Data records
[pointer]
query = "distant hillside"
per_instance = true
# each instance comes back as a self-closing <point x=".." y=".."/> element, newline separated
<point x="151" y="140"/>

Challenge
Arrange every line of the items above as a Markdown table with the columns Row and Line. Put the row number under Row and the line under Line, and skip any blank lines.

The response
| Row | Line |
|---|---|
| 1 | [pointer] |
| 2 | query = "distant hillside" |
| 3 | per_instance = true |
| 4 | # each instance comes back as a self-closing <point x=".." y=".."/> element, newline separated |
| 5 | <point x="151" y="140"/> |